GOAL OF THE EXERCISE:
Transcribe the entries that follow exactly as they appear, minus pictures.

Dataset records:
== == ==
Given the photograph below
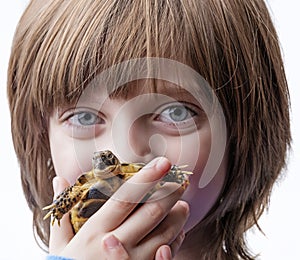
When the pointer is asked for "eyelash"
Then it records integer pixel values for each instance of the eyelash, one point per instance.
(166, 116)
(74, 118)
(189, 114)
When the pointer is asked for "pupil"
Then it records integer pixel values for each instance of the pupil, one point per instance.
(87, 117)
(177, 112)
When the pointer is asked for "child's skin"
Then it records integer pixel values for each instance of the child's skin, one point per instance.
(80, 128)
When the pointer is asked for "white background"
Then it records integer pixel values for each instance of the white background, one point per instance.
(280, 224)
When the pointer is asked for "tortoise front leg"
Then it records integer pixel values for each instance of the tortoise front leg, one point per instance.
(64, 202)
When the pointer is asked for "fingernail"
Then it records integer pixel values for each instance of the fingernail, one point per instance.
(163, 163)
(111, 242)
(152, 163)
(165, 253)
(55, 185)
(185, 205)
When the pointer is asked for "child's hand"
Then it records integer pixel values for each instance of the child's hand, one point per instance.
(114, 233)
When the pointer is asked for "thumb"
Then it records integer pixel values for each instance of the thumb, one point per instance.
(113, 249)
(60, 235)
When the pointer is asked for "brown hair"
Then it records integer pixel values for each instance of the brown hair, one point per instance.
(59, 46)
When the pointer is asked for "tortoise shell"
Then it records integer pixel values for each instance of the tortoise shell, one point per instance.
(92, 189)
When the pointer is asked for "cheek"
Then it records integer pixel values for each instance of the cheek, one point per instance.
(69, 160)
(195, 150)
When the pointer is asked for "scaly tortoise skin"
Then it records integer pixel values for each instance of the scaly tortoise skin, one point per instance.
(92, 189)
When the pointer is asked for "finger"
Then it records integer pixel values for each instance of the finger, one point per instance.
(125, 199)
(163, 253)
(113, 249)
(60, 235)
(169, 229)
(176, 244)
(154, 212)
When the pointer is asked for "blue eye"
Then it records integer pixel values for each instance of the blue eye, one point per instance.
(85, 119)
(176, 114)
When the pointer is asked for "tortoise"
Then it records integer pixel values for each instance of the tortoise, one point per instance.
(92, 189)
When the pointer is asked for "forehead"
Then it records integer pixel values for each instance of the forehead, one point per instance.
(143, 88)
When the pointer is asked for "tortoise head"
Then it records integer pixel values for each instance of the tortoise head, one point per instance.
(105, 163)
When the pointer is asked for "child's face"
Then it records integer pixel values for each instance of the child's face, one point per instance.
(169, 122)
== == ==
OUTPUT:
Given the photograph below
When the pointer is asked for "eyelash"
Then it records integer pixel values for each instance of the eyelash, one point per instance.
(166, 116)
(74, 118)
(189, 114)
When the pointer is asked for "pupil"
Then it records integer pixel values for each instance of the pupil, one point per instance.
(87, 117)
(177, 112)
When the pointer is asked for "child's skin"
Then it records integer pixel values for each instance of the child's skin, one point per instance.
(80, 128)
When the pointer is asked for "white background"
Then it records integer pixel values for each instance of the white background, one point per instance.
(280, 224)
When the pointer is asked for "tortoise front leg"
Then it records integer pixel values for each instance of the tortoise front leg, one point per instance.
(64, 202)
When the pointer is asked for "fingernail"
Then it records integer pixel values for each instance of the fingernail, one point per instance.
(163, 163)
(111, 242)
(152, 163)
(165, 253)
(55, 185)
(185, 205)
When the pointer is asked for "child's hand"
Then it records integer pixel values for each instance of the child's hand, one point per instance.
(114, 233)
When the pointer is asked for "thumb"
Then it records integer pixel values for each instance of the thumb, one point per instance.
(113, 249)
(60, 235)
When the pointer is asked for "brown hair"
Then it records integer pixel values for each instance of the brown hair, one point per instance.
(59, 46)
When the pointer is asked for "tortoise shell"
Then it records integer pixel values for each instance of the tortoise shell, one point per instance.
(92, 189)
When the pointer is asked for "cheek"
Then it records integer pixel values for each instance of the cheek, one point per instance.
(69, 160)
(195, 150)
When the pointer is asked for "scaly tortoise skin"
Then it records integer pixel values for each instance of the scaly tortoise skin, one point per instance.
(92, 189)
When the pointer is asked for "finger"
Then it records integer pixel values for each instance of the finger, one point per instance.
(125, 199)
(163, 253)
(113, 249)
(60, 235)
(169, 229)
(176, 244)
(154, 212)
When the pointer is asked for "blue eye"
Then it records integer pixel values for each instance of the blue eye, one point per instance.
(85, 119)
(176, 114)
When the pointer is asked for "tortoise"
Then it records integer pixel values for each instance of the tortoise, one point per instance.
(92, 189)
When the pointer is asked for "forehead"
Then it records integer pixel values for each instance of the forehead, one point per instance.
(143, 88)
When the pointer is asked for "tortoise head"
Then it records integer pixel values for each instance of the tortoise head, one point per instance.
(105, 163)
When the pointer is asked for "child's face"
Then it records integer pixel values for each instance of the child's face, one point per instance.
(169, 122)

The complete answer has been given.